Exercise objective >>
Write out the text below, "That Old Reading Window," word for word and in full.

Text >>

That Old Reading Window

I was working with Carter this week, a boy with dyslexia and a lot of emotional issues as far as reading goes.  He’s made a lot of improvement.  But not enough for me.

He kept changing beginnings and endings of simple vowel, consonant, vowel words.  For instance, he’d read the word “beg” as “bet” and the word “kid” as “lid”.  After coaxing, changing teaching methodology, offering a numerous of other approaches, asking him where the “t” was in the word “bet” and so forth, I ran out of options.

Keep in mind, I’ve been at this for over thirty years, so I was getting frustrated.  I didn’t want Carter to know this, as I suspect the emotional component to his reading issues is because he’s become a master at making teachers frustrated so they’ll give up on him.

Have I told you I’m a pit bull?  I dig my jaws in and never give up.


I asked Carter this:  “Why do you keep reading the wrong letters for these words on the page when you can read them perfectly when I have you pull down individual tiles for the same words?”

Supplied entries >>
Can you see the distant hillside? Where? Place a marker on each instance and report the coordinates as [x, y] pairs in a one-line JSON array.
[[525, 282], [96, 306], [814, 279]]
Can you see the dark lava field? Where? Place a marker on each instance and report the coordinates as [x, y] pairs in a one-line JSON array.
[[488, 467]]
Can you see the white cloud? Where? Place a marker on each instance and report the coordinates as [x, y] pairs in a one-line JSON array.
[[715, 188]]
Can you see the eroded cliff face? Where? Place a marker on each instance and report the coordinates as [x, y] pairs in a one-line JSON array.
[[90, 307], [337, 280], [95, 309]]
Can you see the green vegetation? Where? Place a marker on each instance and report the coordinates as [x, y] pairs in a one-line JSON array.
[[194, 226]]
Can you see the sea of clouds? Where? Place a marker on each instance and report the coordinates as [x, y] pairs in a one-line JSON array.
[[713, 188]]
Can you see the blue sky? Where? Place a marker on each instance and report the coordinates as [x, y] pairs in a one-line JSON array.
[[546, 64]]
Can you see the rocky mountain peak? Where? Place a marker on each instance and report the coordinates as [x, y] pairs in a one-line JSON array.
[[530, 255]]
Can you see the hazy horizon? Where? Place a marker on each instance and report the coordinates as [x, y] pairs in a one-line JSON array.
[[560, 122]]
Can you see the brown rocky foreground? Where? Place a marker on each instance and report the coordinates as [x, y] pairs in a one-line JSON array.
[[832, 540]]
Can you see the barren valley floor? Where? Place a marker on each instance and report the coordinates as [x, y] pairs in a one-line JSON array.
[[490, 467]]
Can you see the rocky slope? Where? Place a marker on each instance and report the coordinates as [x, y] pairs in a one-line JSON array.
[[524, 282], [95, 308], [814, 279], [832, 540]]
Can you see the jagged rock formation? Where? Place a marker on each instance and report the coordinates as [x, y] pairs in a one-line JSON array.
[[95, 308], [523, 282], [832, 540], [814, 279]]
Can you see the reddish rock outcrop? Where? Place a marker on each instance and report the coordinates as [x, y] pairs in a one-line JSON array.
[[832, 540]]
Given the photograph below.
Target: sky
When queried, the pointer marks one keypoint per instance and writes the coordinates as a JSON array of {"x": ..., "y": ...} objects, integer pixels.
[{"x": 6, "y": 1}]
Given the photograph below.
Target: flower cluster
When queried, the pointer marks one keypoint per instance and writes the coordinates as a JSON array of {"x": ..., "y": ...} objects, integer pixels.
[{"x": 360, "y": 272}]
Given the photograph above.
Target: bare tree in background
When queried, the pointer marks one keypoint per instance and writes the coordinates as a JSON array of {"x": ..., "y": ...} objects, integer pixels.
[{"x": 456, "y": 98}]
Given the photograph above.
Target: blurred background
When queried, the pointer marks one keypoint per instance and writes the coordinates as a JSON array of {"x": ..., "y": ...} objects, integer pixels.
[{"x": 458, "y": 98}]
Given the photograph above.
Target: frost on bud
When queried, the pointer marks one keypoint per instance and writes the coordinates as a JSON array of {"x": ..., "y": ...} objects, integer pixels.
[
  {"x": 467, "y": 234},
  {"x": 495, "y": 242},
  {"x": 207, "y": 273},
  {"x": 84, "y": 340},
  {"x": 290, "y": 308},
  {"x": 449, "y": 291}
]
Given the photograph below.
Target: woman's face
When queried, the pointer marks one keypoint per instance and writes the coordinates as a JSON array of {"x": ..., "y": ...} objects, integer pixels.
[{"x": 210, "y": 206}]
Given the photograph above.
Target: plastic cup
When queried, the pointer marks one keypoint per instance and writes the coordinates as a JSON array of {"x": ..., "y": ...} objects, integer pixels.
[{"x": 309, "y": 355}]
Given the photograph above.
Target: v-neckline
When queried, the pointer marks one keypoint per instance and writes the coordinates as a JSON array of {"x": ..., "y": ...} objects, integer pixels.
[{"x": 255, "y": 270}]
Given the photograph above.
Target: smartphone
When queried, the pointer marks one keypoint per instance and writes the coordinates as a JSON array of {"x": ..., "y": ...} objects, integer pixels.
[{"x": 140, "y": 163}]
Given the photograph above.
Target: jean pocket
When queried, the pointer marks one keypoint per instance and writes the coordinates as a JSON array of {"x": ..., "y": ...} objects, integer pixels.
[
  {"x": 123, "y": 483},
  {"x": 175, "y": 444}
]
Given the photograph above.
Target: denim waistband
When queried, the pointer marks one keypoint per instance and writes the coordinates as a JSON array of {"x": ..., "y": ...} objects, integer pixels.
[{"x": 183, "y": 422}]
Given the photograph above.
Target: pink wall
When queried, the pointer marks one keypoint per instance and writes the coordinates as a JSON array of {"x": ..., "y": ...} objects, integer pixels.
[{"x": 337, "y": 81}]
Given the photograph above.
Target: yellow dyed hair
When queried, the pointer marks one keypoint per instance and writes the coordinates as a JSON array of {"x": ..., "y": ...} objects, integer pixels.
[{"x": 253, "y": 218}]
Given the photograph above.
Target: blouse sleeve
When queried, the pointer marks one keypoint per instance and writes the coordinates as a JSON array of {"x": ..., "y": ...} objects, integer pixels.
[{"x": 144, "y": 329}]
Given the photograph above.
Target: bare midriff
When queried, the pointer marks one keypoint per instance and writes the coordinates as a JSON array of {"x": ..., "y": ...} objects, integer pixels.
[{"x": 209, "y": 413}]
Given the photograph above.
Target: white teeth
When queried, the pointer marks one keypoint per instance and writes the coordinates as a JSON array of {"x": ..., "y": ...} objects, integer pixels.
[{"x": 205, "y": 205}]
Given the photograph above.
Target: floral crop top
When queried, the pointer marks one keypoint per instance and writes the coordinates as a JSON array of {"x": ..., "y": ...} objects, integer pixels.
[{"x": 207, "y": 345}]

Problem solution >>
That Old Reading Window

I was working with Carter this week, a boy with dyslexia and a lot of emotional issues as far as reading goes.  He’s made a lot of improvement.  But not enough for me.

He kept changing beginnings and endings of simple vowel, consonant, vowel words.  For instance, he’d read the word “beg” as “bet” and the word “kid” as “lid”.  After coaxing, changing teaching methodology, offering a numerous of other approaches, asking him where the “t” was in the word “bet” and so forth, I ran out of options.

Keep in mind, I’ve been at this for over thirty years, so I was getting frustrated.  I didn’t want Carter to know this, as I suspect the emotional component to his reading issues is because he’s become a master at making teachers frustrated so they’ll give up on him.

Have I told you I’m a pit bull?  I dig my jaws in and never give up.


I asked Carter this:  “Why do you keep reading the wrong letters for these words on the page when you can read them perfectly when I have you pull down individual tiles for the same words?”